== Records provided ==

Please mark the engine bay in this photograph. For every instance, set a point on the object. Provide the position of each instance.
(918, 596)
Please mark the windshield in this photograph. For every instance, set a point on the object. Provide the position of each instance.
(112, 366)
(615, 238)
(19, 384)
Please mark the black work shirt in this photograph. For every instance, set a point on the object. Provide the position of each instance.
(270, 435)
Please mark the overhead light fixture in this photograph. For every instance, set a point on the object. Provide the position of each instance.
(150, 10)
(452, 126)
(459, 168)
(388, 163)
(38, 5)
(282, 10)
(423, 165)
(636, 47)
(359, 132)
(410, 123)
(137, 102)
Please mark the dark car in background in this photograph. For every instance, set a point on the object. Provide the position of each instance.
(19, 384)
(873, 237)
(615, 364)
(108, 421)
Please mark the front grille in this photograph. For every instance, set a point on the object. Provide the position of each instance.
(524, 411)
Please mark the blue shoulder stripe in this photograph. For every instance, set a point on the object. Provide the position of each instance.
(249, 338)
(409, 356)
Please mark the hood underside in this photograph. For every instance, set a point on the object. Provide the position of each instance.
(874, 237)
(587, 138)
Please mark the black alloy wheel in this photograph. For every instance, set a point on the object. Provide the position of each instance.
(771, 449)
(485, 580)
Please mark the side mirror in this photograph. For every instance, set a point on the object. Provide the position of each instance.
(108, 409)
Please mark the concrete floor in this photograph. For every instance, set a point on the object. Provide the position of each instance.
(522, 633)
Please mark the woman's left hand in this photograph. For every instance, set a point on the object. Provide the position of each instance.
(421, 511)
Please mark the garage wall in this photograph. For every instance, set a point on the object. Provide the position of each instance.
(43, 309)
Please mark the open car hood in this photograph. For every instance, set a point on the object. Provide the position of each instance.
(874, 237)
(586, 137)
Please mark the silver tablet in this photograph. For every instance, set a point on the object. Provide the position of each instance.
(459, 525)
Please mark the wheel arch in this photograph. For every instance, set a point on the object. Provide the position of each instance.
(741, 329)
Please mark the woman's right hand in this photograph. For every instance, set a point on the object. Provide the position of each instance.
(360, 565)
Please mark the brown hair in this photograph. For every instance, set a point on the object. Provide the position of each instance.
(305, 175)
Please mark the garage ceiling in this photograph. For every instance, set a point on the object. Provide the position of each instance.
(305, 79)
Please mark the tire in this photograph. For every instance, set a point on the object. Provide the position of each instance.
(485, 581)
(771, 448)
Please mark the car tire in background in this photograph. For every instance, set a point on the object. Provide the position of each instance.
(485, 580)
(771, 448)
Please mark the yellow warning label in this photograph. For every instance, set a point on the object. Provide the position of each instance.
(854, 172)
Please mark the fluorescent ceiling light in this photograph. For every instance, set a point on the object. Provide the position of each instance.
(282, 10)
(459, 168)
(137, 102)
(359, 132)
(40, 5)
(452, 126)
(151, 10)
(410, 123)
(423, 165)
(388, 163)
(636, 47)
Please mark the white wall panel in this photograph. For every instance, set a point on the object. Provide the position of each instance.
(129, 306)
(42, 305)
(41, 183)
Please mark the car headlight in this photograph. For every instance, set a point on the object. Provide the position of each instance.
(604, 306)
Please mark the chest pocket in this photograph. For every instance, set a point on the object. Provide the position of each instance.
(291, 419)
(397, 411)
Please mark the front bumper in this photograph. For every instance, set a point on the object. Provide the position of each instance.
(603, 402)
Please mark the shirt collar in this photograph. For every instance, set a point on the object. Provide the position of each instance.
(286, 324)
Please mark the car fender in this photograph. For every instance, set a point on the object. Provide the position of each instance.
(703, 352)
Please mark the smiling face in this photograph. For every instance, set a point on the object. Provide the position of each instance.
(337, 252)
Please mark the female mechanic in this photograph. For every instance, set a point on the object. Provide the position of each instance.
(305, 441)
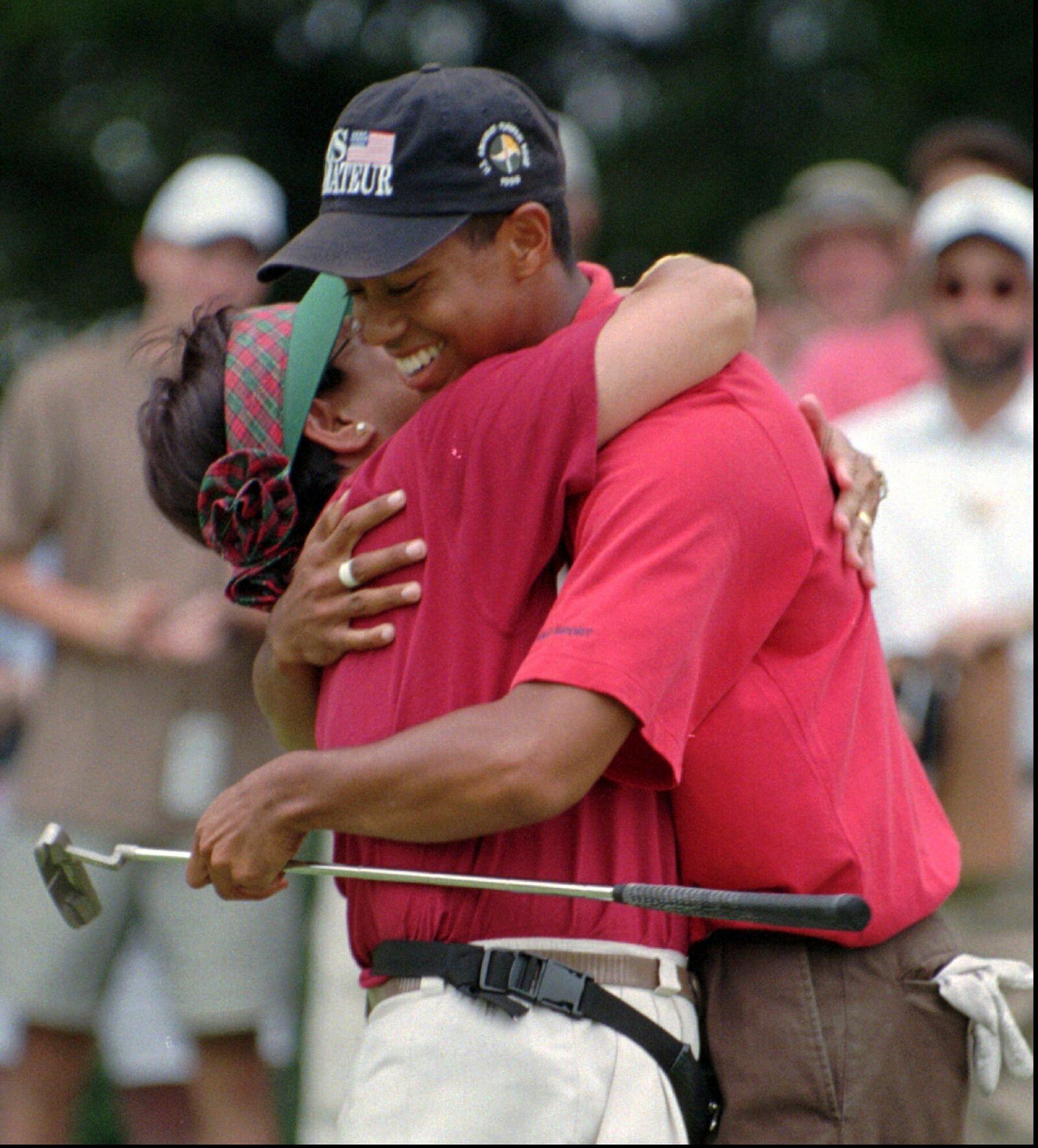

===

Task brief → Return the whole listing exactly, minus its pictures.

Written solution →
Please mark the engine bay in this photograph. For every instance, set a point on the object. Provide the position of each instance.
(918, 596)
Please mark the windshield in this photograph. For every instance, set a point on the object. Provide the position of each instance.
(112, 366)
(615, 238)
(19, 384)
Please mark the black work shirt in this photograph. For every instance, set a point on the object. Provide the position of each instance.
(270, 435)
Please mark the overhead light fixture in this photograph. For every instance, set a point on the object. Provide the position of each instance.
(150, 10)
(452, 126)
(459, 168)
(388, 163)
(38, 5)
(282, 10)
(423, 165)
(636, 47)
(359, 132)
(410, 123)
(137, 102)
Please mark the dark car in background in this photograph. For every instance, set a point on the object. Provide the position of each instance.
(19, 384)
(873, 237)
(615, 364)
(108, 421)
Please mark the front grille in this photograph. For every instance, set a point on the object. Provide the position of each instance.
(524, 411)
Please mark the blue shoulder stripe in this photograph. For every instance, set a point on the object. Provide the position of each instance.
(249, 338)
(409, 356)
Please mark the hood underside in this photograph. For every instance, set a point on the object. Provide the position of each instance.
(874, 237)
(587, 138)
Please mark the black alloy wheel in this photograph. For every instance, set a point on the object. Provide the position of each instance.
(771, 449)
(485, 580)
Please mark the side mirror in this photograph. For every instance, set a point on the object. Provide the position of each instance.
(108, 409)
Please mark the concrete floor in this photograph. For every instance, set a point on the object. Provide the position of each instance.
(522, 633)
Please mark the woman's left hand in this photograph. For every instance, set a point on the object. Provide the position of each instance.
(421, 511)
Please mark the garage wall in this photograph. For every instance, set a point on the object. Provide the position of each instance.
(43, 309)
Please mark the open car hood in this photograph. For every instance, set a point on the object. Provide the position of each instance.
(874, 237)
(586, 137)
Please mark the silver tablet in this photograph. For every instance, set a point on the object. Provide the position of each instance.
(459, 525)
Please mark the wheel arch in this photograph. For every instance, set a point on the object. Provide the position of each instance.
(741, 329)
Please mark the woman's right hand in this photograph. For every instance, set a point on the object. Provide the position of each instance.
(360, 565)
Please mark the brown hair in this photograph. For every instance, set a point on the object. Provide the position of each instance.
(305, 175)
Please mark the garage ceiling in this photograph. For every instance, set a point on the object. Provide the position of each instance.
(305, 79)
Please mark the tire in this photograph. For every instance, set a point on the object. Provide the position of each instance.
(485, 581)
(771, 448)
Please mark the car tire in background in this photograph. For every instance, set a point on the object. Provide the position of each instance.
(485, 580)
(771, 448)
Please mark the yellow warning label in this photograph. For every instance, set a point on the object. Provide the position of each instance.
(854, 172)
Please mark the fluorescent ceiling light in this photograph. For every instance, set a point on the object. Provide the position of each instance.
(282, 10)
(459, 168)
(137, 102)
(359, 132)
(40, 5)
(452, 126)
(151, 10)
(410, 123)
(423, 165)
(388, 163)
(636, 47)
Please mark the white wall panel in this photograph. For every instance, set a point on the object. Provide the position of each instance.
(129, 306)
(42, 305)
(41, 183)
Please mark the car headlight in this photograph. For every instance, set a point on the object. Provide the position of each instance.
(604, 306)
Please mark the chest pocket in this photograph. For every instance, set a point on the object. Provide the position of each instance.
(291, 419)
(397, 411)
Please mark the front bumper in this photograph. For every instance, set a point on the object. Provide the position of each instance.
(603, 402)
Please mark the shirt collar in this photograph. For every instance, set a point on the object. Provide the position of each instance.
(286, 324)
Please mark the car fender in this photograph. For every instance, set a point on the object. Provide the position of each instance.
(703, 352)
Please mark the smiling face in this photograph. For every instance, set a point on the object. Provide the position of each instance.
(337, 252)
Please mark the female mechanic in this photograph. For every instance, set a point on the object. Provide the position of each instance.
(305, 441)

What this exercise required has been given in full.